Supplied data:
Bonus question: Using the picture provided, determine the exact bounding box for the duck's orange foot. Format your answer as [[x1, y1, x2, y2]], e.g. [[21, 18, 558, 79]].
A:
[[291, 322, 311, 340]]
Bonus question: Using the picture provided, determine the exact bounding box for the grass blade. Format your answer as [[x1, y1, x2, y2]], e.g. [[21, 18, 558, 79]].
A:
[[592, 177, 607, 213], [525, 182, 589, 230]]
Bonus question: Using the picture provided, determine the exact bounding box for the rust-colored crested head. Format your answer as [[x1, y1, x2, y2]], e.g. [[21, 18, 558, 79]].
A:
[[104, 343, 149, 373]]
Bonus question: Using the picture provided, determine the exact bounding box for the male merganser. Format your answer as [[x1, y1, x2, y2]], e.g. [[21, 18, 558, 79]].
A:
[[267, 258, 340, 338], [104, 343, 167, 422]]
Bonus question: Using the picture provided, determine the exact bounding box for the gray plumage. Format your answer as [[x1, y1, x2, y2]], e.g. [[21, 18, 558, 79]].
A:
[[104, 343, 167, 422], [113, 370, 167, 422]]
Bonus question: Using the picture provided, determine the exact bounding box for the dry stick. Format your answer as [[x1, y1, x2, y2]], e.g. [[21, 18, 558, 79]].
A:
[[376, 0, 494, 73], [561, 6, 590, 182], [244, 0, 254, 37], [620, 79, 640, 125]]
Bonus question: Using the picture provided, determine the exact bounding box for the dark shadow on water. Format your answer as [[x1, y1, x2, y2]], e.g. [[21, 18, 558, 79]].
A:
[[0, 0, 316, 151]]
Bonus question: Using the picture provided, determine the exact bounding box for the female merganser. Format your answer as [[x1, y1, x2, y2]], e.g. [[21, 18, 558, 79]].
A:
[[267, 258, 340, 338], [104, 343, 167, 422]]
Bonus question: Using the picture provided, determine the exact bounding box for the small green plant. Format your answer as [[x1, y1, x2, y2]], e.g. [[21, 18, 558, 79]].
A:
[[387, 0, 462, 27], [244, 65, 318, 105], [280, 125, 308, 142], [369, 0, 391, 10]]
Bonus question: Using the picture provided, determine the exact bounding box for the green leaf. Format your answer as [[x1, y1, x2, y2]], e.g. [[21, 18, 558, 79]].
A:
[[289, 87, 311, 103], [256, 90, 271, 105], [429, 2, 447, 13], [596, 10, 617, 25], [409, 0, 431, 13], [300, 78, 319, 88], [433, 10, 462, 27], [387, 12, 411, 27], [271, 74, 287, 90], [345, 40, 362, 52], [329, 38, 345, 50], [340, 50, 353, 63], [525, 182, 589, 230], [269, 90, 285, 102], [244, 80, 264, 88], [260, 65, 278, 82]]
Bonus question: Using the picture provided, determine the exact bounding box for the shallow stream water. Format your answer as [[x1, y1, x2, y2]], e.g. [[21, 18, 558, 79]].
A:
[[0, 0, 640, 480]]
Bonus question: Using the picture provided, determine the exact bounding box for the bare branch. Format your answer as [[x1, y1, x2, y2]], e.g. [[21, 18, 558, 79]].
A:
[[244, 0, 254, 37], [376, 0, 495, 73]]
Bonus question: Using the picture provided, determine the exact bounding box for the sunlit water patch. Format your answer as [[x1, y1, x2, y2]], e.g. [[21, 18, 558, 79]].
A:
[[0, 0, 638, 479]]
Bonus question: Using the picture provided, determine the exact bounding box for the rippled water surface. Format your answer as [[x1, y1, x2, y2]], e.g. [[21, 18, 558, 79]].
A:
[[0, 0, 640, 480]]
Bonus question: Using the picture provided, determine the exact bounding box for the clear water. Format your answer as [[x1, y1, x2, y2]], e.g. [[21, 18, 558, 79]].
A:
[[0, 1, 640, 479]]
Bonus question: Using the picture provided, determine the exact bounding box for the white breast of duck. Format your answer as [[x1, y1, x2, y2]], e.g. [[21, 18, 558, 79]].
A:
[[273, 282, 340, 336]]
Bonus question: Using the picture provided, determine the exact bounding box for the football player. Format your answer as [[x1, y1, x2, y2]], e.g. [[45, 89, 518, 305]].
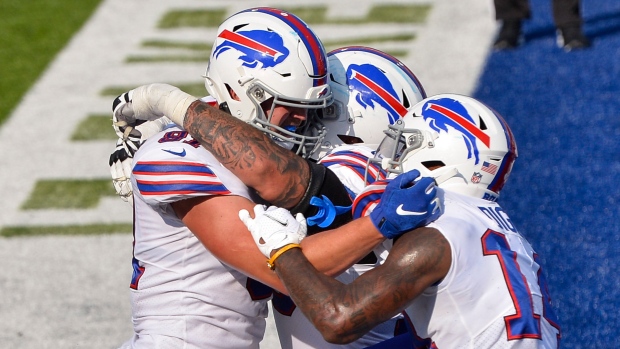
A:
[[240, 94, 560, 348], [115, 8, 436, 348]]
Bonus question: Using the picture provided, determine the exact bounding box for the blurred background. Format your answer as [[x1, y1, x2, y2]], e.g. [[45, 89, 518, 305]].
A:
[[0, 0, 620, 348]]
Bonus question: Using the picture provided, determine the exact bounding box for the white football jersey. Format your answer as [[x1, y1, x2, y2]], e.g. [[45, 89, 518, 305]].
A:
[[124, 113, 271, 349], [354, 182, 560, 349], [272, 145, 406, 349]]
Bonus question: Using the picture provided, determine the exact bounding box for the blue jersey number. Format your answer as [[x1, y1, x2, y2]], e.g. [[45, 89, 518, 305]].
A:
[[482, 230, 559, 340]]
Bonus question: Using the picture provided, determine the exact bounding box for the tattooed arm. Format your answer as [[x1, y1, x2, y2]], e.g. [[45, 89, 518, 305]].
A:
[[123, 84, 312, 212], [183, 100, 310, 208], [276, 228, 452, 344]]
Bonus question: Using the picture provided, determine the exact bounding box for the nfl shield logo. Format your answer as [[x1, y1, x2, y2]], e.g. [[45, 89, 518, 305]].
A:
[[471, 172, 482, 183]]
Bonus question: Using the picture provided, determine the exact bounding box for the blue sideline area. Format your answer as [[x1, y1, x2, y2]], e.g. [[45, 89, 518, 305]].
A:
[[474, 0, 620, 348]]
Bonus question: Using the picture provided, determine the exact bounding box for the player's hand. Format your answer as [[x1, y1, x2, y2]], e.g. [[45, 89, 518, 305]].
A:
[[112, 84, 198, 127], [109, 138, 140, 204], [239, 205, 308, 258], [112, 90, 170, 141], [370, 170, 443, 239]]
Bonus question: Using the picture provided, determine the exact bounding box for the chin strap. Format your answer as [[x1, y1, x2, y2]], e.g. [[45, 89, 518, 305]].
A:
[[435, 168, 459, 185], [306, 195, 351, 228]]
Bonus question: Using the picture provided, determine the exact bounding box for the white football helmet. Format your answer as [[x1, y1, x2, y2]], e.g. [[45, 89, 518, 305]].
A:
[[377, 94, 517, 201], [313, 46, 426, 159], [205, 7, 332, 157]]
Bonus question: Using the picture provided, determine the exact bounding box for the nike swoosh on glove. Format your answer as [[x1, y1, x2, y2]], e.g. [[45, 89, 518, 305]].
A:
[[239, 205, 308, 258], [370, 170, 443, 239]]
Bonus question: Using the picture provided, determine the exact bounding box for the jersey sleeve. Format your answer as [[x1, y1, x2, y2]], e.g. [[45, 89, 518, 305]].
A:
[[351, 180, 389, 219], [319, 145, 386, 197], [132, 126, 241, 205]]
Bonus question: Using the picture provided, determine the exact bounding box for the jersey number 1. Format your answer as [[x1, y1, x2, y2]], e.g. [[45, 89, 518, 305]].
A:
[[482, 230, 559, 340]]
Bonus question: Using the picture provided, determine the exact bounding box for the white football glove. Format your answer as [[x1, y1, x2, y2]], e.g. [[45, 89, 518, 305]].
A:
[[112, 84, 198, 127], [239, 205, 308, 258], [109, 91, 170, 203]]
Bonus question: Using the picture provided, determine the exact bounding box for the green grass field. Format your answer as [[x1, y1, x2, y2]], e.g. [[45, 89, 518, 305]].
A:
[[0, 0, 431, 237], [0, 0, 101, 125]]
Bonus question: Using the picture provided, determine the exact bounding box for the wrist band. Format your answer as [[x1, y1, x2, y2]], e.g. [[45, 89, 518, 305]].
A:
[[267, 244, 301, 270]]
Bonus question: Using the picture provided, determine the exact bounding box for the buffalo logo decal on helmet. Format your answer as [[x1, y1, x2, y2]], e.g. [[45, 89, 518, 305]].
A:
[[347, 64, 407, 124], [213, 30, 289, 68], [422, 98, 491, 164]]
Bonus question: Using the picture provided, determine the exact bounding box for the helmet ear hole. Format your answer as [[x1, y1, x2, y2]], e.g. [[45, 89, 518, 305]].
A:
[[478, 115, 487, 130], [422, 160, 446, 171]]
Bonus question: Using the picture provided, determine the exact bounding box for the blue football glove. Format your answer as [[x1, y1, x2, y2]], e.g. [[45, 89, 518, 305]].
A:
[[370, 170, 443, 239]]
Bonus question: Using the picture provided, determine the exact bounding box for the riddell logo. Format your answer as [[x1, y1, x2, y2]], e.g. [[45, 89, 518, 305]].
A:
[[213, 30, 289, 68]]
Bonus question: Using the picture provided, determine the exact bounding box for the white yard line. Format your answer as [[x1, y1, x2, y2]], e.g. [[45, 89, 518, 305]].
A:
[[0, 0, 495, 349]]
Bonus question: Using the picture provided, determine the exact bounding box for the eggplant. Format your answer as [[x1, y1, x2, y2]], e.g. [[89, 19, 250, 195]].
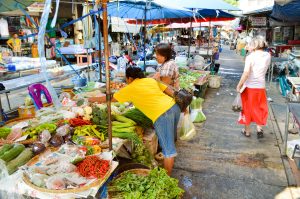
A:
[[32, 142, 46, 155], [50, 135, 64, 147]]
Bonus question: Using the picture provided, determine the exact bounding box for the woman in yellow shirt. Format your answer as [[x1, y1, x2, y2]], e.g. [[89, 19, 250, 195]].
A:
[[89, 67, 180, 175], [6, 33, 22, 56]]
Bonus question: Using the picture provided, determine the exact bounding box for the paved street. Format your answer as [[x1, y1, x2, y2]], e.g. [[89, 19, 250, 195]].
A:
[[173, 47, 296, 199]]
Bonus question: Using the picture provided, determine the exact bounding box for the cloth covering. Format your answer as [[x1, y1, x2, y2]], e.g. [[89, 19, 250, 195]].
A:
[[0, 18, 9, 37], [114, 78, 175, 123], [238, 88, 268, 126]]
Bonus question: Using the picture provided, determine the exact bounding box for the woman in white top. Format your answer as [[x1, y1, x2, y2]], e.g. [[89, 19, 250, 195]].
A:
[[236, 36, 271, 138]]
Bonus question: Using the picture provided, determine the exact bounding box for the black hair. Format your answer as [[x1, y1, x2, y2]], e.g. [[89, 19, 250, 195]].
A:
[[126, 66, 145, 79], [155, 43, 172, 61]]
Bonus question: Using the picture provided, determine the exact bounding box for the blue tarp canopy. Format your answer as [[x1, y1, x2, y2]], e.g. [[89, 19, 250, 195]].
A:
[[156, 0, 240, 10], [0, 0, 36, 12], [271, 0, 300, 22], [198, 9, 236, 18]]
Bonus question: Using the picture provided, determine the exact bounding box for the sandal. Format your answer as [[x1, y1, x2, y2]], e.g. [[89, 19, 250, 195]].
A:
[[241, 129, 251, 137], [257, 130, 264, 139]]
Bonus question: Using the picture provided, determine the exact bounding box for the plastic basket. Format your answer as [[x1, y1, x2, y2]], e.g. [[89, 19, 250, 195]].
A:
[[208, 75, 221, 88], [72, 76, 87, 87]]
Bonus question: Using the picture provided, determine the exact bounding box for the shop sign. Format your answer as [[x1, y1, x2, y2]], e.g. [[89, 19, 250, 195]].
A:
[[251, 17, 267, 26]]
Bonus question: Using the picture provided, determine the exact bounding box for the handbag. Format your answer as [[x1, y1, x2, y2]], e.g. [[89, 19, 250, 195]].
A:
[[174, 89, 193, 112]]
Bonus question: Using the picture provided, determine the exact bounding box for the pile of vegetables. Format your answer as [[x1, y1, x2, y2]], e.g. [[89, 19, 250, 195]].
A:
[[22, 123, 57, 139], [108, 167, 184, 199], [74, 125, 107, 141], [76, 156, 110, 178], [179, 69, 206, 90], [0, 127, 11, 139], [69, 118, 91, 127], [123, 108, 153, 128], [0, 144, 33, 175]]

Exercise: Rewrite the lines from the one containing "for the paved" up to and including the one containing "9, 236, 18]]", putting "Extra question" wherever "Bonus question" appears and leaving everything else as it is. Give only those lines.

Result for this task:
Extra question: Using the picture provided, determine the exact bounding box for the paved street. Format your answer as [[x1, y1, x2, y2]], e.g. [[89, 19, 250, 195]].
A:
[[173, 47, 296, 199]]
Extra question: Using the picture provided, determine the exact bounding box for the cloth covering. Format your answer as [[x1, y1, x2, y2]], e.g. [[89, 19, 250, 195]].
A:
[[0, 18, 9, 37], [114, 78, 175, 123], [238, 88, 268, 126]]
Extra question: Using the picture provided, determine the exact bounding box for the woman in white top. Format your answer as [[x1, y1, x2, y2]], e.g. [[89, 19, 250, 195]].
A:
[[236, 36, 271, 138]]
Extra question: Using the picture provided, determine the exact bounding box for the black hair. Format your answer as [[x1, y1, x2, y2]], e.g. [[89, 19, 250, 195]].
A:
[[126, 66, 145, 79], [155, 43, 172, 61]]
Extra question: Using the picture provided, determine the exact bounding box for the blue tarp canopy. Format your answer as [[x1, y1, x2, y2]], e.g. [[89, 19, 250, 195]].
A:
[[156, 0, 240, 10], [0, 0, 36, 12], [271, 0, 300, 22], [198, 9, 236, 18]]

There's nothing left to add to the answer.